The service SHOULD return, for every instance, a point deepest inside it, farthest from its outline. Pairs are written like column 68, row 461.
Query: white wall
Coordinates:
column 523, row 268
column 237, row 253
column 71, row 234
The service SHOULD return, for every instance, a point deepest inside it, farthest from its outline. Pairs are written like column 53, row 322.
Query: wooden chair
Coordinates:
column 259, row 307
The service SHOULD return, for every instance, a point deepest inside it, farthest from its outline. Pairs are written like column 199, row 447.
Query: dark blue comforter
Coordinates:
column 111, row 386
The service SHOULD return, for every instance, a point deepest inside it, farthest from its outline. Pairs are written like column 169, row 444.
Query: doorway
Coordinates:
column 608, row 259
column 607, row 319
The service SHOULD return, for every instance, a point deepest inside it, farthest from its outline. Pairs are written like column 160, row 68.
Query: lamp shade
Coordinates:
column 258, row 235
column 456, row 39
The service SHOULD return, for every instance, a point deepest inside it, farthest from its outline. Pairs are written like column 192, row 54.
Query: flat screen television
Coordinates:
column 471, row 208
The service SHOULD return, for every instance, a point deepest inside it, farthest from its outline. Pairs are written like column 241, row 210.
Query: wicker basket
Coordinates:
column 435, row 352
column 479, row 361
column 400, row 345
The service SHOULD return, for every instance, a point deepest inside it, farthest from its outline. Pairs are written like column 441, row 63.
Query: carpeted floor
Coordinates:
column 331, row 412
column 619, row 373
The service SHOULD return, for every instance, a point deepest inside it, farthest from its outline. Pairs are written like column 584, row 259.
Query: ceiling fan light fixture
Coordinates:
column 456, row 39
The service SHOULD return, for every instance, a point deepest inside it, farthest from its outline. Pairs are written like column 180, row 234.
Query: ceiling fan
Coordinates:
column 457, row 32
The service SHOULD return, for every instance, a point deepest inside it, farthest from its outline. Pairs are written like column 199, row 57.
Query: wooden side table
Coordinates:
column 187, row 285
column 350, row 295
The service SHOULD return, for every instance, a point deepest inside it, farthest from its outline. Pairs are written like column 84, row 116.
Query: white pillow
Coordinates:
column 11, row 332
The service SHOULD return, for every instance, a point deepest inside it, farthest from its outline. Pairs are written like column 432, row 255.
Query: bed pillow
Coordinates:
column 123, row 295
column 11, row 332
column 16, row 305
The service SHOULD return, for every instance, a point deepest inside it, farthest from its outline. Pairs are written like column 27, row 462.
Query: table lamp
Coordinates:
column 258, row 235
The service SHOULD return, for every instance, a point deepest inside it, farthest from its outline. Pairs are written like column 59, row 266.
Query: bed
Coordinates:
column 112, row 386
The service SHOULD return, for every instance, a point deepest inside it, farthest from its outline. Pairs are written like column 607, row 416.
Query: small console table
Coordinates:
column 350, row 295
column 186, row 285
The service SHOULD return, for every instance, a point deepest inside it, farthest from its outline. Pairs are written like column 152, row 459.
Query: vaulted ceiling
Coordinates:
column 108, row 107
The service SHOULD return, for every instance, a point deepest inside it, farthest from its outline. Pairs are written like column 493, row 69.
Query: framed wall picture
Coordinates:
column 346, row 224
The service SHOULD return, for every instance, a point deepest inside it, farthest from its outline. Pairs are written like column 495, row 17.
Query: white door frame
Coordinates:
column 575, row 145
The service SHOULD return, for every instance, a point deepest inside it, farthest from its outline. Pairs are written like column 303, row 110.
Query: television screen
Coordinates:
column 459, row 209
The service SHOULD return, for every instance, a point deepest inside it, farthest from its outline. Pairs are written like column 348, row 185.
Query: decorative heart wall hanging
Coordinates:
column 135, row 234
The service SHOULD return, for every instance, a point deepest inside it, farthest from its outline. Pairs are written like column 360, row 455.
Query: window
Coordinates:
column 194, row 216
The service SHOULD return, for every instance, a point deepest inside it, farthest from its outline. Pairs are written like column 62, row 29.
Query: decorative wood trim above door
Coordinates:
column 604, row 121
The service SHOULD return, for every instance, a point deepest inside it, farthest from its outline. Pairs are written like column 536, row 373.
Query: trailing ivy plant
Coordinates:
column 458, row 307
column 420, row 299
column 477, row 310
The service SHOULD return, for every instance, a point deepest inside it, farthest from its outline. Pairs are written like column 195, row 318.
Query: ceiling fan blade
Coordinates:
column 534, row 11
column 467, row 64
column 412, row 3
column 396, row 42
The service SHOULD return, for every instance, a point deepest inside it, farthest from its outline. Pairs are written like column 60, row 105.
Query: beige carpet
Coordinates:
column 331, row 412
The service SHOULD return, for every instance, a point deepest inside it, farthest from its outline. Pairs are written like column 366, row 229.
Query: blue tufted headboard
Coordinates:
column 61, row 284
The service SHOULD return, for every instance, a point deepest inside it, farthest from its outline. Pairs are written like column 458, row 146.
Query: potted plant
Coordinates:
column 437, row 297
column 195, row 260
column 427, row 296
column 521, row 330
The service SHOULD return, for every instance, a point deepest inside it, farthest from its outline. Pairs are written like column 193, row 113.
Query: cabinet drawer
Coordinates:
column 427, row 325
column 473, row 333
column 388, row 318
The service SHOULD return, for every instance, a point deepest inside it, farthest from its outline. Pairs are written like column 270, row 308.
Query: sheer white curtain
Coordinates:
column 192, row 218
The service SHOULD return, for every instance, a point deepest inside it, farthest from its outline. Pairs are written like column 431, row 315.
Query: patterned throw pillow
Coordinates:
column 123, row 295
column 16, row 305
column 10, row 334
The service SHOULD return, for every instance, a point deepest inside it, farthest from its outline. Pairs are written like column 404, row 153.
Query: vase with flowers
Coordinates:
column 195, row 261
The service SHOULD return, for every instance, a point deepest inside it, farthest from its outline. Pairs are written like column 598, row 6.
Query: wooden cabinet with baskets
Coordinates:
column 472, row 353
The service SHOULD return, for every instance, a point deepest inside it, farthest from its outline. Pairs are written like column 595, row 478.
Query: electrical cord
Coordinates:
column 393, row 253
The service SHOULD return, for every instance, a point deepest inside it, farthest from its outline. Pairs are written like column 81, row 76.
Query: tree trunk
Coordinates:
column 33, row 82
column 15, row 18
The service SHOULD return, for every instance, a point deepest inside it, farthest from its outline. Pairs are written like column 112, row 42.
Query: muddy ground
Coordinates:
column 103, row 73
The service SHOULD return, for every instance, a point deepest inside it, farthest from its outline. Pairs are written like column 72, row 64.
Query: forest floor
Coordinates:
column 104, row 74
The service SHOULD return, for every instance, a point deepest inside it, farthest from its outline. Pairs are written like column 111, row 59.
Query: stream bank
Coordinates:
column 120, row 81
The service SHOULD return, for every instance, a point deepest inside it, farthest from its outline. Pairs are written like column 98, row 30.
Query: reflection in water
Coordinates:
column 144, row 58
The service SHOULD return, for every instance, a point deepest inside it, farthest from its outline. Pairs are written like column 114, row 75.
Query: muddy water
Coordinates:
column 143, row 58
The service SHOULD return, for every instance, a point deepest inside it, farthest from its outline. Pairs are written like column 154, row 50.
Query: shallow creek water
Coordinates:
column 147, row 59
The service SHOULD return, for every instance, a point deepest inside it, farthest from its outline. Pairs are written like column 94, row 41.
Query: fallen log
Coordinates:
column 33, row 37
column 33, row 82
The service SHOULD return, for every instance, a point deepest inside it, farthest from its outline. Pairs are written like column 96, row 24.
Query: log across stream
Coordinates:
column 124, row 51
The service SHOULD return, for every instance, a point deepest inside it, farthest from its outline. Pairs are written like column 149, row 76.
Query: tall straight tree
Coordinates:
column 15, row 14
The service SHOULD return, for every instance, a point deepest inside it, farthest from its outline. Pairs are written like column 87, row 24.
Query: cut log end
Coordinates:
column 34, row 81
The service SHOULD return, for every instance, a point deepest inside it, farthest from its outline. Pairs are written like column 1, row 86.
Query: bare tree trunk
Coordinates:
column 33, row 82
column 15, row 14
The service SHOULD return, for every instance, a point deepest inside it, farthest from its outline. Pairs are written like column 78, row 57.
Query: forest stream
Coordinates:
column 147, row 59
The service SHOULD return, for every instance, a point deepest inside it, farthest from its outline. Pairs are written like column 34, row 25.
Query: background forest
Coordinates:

### What you have to do
Search the lines above for the string "tree", then show every one that has it.

### Completed exercise
Query: tree trunk
Query: tall straight tree
Query: bare tree trunk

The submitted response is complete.